Provided passage:

----------

This is the final installment of a six-part series on MHC insights and strategies by Chad Hagwood.
4 Fast MHC Facts:
1. The term “manufactured housing” was coined in the 1980s.
2. In 2016 Fannie financed its largest MHC deal to date with $1 billion backed by 120 MHCs.
3. Fannie started financing MHC assets in 2000.
4. Freddie launched its MHC financing program in 2014.
As manufactured housing community (MHC) owners navigate distinct market pressures—including the ongoing pullback among small and midsized banks—agency financing options have been playing an increasingly vital role.
Agency acceptance of MHCs has significantly evolved over the years. When the term “manufactured housing” was cemented in the 1980s, few lenders understood the business or how to structure debt to meet the needs of MHC owners. Fannie Mae and Freddie Mac did not enter the MHC market until decades later.
Today, the MHC financing arena is robust and highly competitive. With millions of Americans living in factory-built homes and the need for affordable housing steadily rising, the agencies have become an integral part of the business.
But there are key nuances when it comes to agency financing for MHC deals. Here’s a closer look at what MHC borrowers should know about the evolution of agency acceptance.
Finding the Right Fit with Fannie and Freddie
Fannie and Freddie offer several financing products for both seasoned and less experienced MHC owners today. These include small balance loans (SBL) under $2 million as well as larger agency debt products.
Fannie provided a total of $2.7 billion on MHC assets in 2022 and $1.2 billion through the first half of 2023, according to the agency. As of June 30th, 2023, Fannie held more than 1,800 MHC loans with a principal balance of nearly $21 billion. Still, these figures represent less than 5% of Fannie’s book of business, which signals the potential for future growth in its MHC lending.
By comparison, Freddie Mac’s totals in the same period are less than half, according to available data.
Agency MHC loans—which offer maximum loan-to-values of 80% and amortization periods of up to 30 years—start at the $1 million mark and can go into the hundreds of millions on marquee portfolio deals.
The agencies have made enormous strides since the early aughts, to say the least. Fannie started financing MHC assets in the late 1990s and officially rolled out its MHC program in 2000, getting a massive head start over Freddie, which launched its MHC financing program with a handful of experienced MHC originators in 2013. Before those years, the playing field looked very different. Just as the agencies were not accustomed to MHC lending, most MHC owners were not accustomed to the nuances of agency borrowing.

----------

Given entries:
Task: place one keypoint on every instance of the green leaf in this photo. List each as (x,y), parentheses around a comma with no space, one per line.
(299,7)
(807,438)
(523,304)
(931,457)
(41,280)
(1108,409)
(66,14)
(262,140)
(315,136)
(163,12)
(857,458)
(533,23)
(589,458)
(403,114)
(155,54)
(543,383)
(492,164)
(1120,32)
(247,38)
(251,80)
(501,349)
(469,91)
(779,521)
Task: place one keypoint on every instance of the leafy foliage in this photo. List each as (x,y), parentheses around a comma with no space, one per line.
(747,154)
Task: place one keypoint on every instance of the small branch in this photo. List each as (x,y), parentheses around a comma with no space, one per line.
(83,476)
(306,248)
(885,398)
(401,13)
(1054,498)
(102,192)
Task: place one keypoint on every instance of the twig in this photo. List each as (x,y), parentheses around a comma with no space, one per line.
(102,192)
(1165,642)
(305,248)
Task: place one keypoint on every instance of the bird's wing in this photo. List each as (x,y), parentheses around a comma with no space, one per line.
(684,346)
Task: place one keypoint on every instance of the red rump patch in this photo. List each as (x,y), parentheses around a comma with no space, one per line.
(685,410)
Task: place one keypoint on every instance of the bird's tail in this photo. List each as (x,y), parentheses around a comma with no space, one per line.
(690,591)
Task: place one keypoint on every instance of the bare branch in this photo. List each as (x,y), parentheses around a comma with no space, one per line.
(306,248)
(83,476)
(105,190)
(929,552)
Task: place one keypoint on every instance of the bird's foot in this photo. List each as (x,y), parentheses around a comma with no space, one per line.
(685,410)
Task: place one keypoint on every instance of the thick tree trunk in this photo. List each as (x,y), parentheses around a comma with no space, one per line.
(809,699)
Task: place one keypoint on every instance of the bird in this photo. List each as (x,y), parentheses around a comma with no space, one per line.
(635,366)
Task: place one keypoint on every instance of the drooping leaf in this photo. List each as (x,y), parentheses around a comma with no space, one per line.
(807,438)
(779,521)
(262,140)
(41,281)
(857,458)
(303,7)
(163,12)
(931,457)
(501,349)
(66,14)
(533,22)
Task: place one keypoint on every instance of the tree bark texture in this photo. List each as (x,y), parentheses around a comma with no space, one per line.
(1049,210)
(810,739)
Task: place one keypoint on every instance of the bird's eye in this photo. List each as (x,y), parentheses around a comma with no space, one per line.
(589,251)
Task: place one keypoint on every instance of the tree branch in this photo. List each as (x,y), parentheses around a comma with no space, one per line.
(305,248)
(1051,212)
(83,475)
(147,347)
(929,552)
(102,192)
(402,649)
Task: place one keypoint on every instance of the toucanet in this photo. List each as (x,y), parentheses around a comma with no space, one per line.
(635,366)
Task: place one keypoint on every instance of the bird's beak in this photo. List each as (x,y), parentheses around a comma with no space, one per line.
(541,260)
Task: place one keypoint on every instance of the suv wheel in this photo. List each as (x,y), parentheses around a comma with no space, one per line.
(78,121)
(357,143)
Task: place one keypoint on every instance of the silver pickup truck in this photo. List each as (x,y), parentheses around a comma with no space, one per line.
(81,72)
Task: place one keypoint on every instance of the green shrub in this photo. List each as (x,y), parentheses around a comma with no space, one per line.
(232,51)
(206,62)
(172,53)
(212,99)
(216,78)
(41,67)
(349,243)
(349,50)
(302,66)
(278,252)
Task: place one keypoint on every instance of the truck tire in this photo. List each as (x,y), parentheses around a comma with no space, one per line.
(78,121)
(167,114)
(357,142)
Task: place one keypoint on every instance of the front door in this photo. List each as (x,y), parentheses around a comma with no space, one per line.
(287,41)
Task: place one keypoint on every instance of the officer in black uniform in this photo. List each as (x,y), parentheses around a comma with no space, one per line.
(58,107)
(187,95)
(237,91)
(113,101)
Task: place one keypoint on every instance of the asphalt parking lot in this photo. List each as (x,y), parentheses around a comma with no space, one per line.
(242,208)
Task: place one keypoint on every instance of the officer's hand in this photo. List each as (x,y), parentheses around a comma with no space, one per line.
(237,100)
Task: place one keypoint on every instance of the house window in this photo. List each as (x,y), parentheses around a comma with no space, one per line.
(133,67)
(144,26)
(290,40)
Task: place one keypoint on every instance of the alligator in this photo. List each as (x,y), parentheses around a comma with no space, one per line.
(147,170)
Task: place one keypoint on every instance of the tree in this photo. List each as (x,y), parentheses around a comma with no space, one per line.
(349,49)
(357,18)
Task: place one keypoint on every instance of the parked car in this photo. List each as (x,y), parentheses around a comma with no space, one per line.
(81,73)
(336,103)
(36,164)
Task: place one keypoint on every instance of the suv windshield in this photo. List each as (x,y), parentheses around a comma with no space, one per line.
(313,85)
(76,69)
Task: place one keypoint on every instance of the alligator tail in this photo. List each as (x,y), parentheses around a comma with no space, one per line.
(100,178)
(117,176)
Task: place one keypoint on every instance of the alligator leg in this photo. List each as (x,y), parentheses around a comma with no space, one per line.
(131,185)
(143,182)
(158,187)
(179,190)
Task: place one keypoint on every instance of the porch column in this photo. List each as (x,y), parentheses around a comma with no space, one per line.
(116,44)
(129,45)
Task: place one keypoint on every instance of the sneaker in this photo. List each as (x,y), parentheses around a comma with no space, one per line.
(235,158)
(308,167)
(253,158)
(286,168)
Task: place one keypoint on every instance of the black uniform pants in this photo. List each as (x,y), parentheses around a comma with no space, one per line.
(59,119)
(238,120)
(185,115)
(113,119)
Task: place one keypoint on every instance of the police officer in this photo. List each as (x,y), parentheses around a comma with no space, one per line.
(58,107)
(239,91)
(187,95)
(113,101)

----------

What to do:
1/ Answer these questions from the passage on agency MHC financing:
(a) How much did Fannie provide on MHC assets in 2022?
(b) What is the maximum loan-to-value offered on agency MHC loans?
(c) What balance limit defines the small balance loans that Fannie and Freddie offer?
2/ Summarize the passage on agency MHC financing in two sentences.
3/ In the passage on agency MHC financing, replace "largest" with "biggest" and write out the part starting at "2. In 2016 Fannie" and ending at "increasingly vital role.".
The records have no connection to the text.

The results:
1/
(a) $2.7 billion
(b) 80%
(c) Under $2 million

2/ Agency financing from Fannie Mae and Freddie Mac has been playing an increasingly vital role for manufactured housing community (MHC) owners, although the agencies did not enter the MHC market until decades after the term "manufactured housing" was cemented in the 1980s. Today they offer small balance loans and larger products with maximum loan-to-values of 80% and amortization of up to 30 years, and Fannie's MHC loans still represent less than 5% of its book of business, which signals potential for growth.

3/
2. In 2016 Fannie financed its biggest MHC deal to date with $1 billion backed by 120 MHCs.
3. Fannie started financing MHC assets in 2000.
4. Freddie launched its MHC financing program in 2014.
As manufactured housing community (MHC) owners navigate distinct market pressures—including the ongoing pullback among small and midsized banks—agency financing options have been playing an increasingly vital role.